** START Passage **

After obtaining a certificate of probable cause (see § 1237.5, subd. (b)), defendant appealed on the ground that his counsel’s stipulation failed to satisfy the requirements of section 1192.5. The Court of Appeal affirmed, reasoning that, because the trial court had found defendant’s stipulations and responses to the prosecutor’s voir dire to be knowing and voluntary, counsel’s stipulation to a factual basis for the plea “ ‘must be regarded as an admission by defendant,’ ” as it was made in open court “ ‘in defendant’s presence with defendant’s apparent assent.’ ” (Quoting People v. Voit (2011) 200 Cal.App.4th 1353, 1371, fn. 14 [133 Cal.Rptr.3d 431] (Voit).) Therefore, the Court of Appeal reasoned, “defendant’s contention that the factual basis inquiry was not sufficient is ‘essentially a challenge not to the trial court’s process but to its ultimate conclusion that there was a factual basis for the plea.’ ” (Quoting Voit, at p. 1370.) The court found no abuse of discretion in the trial court’s acceptance of the plea, citing People v. Marlin (2004) 124 Cal.App.4th 559, 572 [21 Cal.Rptr.3d 470] (abuse of discretion standard applies to a challenge to a guilty plea).

We granted defendant’s petition for review to determine whether a claim the trial court failed to establish a factual basis for the plea under section [114]*1141192.5 is cognizable on appeal when defense counsel stipulated to a factual basis and, if so, to answer the question left open in Holmes, supra, 32 Cal.4th 432: whether counsel’s bare stipulation, without reference to any document describing the underlying facts, sufficiently establishes a factual basis for the plea. We conclude such claims are cognizable on appeal, and a bare stipulation without reference to any document describing the facts may, in an appropriate case, satisfy the requirements of section 1192.5. Here, where defendant acknowledged in the plea colloquy that he had discussed the elements of the crime and any defenses with his counsel and was satisfied with her advice, the trial court did not abuse its discretion in finding a factual basis for defendant’s no contest plea based on counsel’s stipulation. We therefore affirm the judgment of the Court of Appeal.

** END Passage **
** START Exercise input **

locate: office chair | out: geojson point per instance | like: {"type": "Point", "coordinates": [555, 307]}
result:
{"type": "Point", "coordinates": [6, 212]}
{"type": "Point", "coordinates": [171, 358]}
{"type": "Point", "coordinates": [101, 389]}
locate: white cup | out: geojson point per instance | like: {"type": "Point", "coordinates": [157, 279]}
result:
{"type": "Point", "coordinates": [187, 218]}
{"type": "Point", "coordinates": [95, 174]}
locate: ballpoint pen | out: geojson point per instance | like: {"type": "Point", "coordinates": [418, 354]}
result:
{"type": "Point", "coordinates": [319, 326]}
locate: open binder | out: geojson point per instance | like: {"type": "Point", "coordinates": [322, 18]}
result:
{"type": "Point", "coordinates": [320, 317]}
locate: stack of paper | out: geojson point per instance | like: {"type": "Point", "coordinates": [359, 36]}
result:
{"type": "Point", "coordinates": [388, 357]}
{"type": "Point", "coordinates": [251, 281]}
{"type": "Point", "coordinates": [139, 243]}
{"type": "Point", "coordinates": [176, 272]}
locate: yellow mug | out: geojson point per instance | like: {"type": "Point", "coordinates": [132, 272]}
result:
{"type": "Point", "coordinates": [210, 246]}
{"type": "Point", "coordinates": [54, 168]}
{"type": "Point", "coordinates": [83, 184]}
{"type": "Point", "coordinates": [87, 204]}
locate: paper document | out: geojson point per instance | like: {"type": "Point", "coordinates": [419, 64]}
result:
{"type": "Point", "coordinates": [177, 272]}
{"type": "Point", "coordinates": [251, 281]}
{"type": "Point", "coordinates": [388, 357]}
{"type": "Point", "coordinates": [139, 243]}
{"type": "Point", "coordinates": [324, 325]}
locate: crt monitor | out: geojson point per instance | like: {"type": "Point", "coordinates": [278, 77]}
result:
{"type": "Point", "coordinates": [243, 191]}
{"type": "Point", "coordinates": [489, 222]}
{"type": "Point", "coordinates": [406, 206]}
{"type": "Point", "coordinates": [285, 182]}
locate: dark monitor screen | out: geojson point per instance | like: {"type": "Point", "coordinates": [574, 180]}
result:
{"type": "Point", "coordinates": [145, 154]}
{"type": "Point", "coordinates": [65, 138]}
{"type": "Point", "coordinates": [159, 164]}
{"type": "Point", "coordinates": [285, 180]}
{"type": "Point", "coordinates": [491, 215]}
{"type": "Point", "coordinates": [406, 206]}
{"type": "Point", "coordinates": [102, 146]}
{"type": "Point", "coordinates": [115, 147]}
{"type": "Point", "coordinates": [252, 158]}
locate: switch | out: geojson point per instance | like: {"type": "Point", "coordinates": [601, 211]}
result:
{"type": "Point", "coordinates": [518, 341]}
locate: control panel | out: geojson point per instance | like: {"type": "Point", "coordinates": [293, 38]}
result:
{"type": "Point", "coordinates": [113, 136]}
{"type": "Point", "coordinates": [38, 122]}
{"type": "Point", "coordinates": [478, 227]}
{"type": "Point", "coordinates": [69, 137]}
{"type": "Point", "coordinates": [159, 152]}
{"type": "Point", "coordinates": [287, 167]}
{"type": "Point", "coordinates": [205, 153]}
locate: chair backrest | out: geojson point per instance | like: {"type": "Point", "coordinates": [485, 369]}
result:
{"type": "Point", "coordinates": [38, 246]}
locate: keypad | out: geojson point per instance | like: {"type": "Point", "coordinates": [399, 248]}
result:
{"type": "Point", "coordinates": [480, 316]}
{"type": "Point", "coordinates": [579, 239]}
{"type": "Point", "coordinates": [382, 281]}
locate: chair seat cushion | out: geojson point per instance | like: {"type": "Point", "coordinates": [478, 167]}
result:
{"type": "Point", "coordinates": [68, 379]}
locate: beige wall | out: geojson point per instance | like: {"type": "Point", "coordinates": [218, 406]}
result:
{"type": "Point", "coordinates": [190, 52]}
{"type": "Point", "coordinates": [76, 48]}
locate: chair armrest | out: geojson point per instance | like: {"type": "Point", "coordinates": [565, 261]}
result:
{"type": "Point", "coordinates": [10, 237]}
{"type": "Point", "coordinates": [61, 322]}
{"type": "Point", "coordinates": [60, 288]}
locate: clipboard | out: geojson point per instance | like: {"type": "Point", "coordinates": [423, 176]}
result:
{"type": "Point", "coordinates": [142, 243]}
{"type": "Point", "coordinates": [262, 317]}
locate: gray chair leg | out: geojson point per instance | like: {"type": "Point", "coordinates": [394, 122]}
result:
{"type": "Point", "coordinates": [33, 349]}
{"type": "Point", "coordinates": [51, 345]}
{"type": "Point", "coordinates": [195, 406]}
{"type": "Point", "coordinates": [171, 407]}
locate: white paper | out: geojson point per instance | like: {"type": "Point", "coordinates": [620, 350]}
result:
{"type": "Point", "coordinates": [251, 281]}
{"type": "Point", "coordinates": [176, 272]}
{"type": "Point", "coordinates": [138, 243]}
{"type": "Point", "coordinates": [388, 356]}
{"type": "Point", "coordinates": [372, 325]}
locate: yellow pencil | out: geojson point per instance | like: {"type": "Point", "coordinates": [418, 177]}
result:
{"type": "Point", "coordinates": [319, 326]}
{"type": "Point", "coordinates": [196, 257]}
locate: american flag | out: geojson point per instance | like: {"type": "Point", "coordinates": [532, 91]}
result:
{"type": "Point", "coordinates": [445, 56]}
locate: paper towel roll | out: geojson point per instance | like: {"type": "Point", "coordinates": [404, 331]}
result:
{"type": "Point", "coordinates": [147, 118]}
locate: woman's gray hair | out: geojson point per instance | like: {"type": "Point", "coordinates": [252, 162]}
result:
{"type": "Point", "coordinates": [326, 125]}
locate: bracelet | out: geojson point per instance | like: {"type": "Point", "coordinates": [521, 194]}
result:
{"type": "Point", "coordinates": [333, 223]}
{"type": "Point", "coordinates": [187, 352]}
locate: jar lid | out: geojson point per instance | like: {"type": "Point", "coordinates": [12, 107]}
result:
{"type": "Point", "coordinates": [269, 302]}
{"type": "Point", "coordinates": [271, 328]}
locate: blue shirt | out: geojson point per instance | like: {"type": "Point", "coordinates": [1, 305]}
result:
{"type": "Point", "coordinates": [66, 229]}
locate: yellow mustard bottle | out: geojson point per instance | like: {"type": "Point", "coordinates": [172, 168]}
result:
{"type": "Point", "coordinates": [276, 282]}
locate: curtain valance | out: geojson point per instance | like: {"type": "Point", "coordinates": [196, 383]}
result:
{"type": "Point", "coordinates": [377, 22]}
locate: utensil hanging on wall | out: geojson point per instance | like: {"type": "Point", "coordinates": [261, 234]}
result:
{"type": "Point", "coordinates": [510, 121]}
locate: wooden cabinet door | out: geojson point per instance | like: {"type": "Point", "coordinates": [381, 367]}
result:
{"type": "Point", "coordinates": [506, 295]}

** END Exercise input **

- [Required task A]
How many lines of the entries contain the word "gray"? Reply with the number alone.
- [Required task B]
Continue the court opinion on the plea stipulation from the point where it stops.
The passage and the entries have no connection to each other.

- [Final result A]
2

- [Final result B]
ANALYSIS

Under section 1237.5, a defendant may appeal from a conviction on a plea of guilty or no contest only on grounds going to the legality of the proceedings; such a plea precludes appellate consideration of issues related to guilt or innocence, including the sufficiency of the evidence to support the conviction. (People v. DeVaughn (1977) 18 Cal.3d 889, 895-896 [135 Cal.Rptr. 786, 558 P.2d 872]; People v. Ward (1967) 66 Cal.2d 571, 575 [58 Cal.Rptr. 313, 426 P.2d 881]; People v. Gonzalez (1993) 13 Cal.App.4th 707, 713-714 [16 Cal.Rptr.2d 635].) Defendant contends his challenge to the trial court’s finding of a factual basis for his no contest plea is one going to the legality of the proceedings and hence cognizable on appeal.

Defendant relies on People v. Marlin, supra, 124 Cal.App.4th 559, 571 (Marlin), where the court reasoned: “Even though a defendant may in fact be guilty of the offense to which he pleads guilty, given the policy considerations underlying the intent behind section 1192.5, an adequate inquiry into the factual basis for the plea addresses broader issues such as the voluntariness of the plea and a knowing decision to plead guilty. A sufficient factual inquiry must be considered a necessary component of the legality of the proceedings. To decide otherwise would preclude review of the factual basis for a plea of guilty or no contest thereby frustrating the policies the statute is intended to advance.”

The Court of Appeal in Voit, supra, 200 Cal.App.4th 1353, on which the People rely, disagreed with Marlin, reasoning that when a trial court makes an on-the-record inquiry regarding the factual basis for a plea, an appellate claim that the inquiry was insufficient “is often, as it was in Marlin, essentially a challenge not to the trial court’s process but to its ultimate conclusion that there was a factual basis for the plea. In such a case, the defendant’s position is concerned with the sufficiency of the evidence of his [115]*115or her guilt.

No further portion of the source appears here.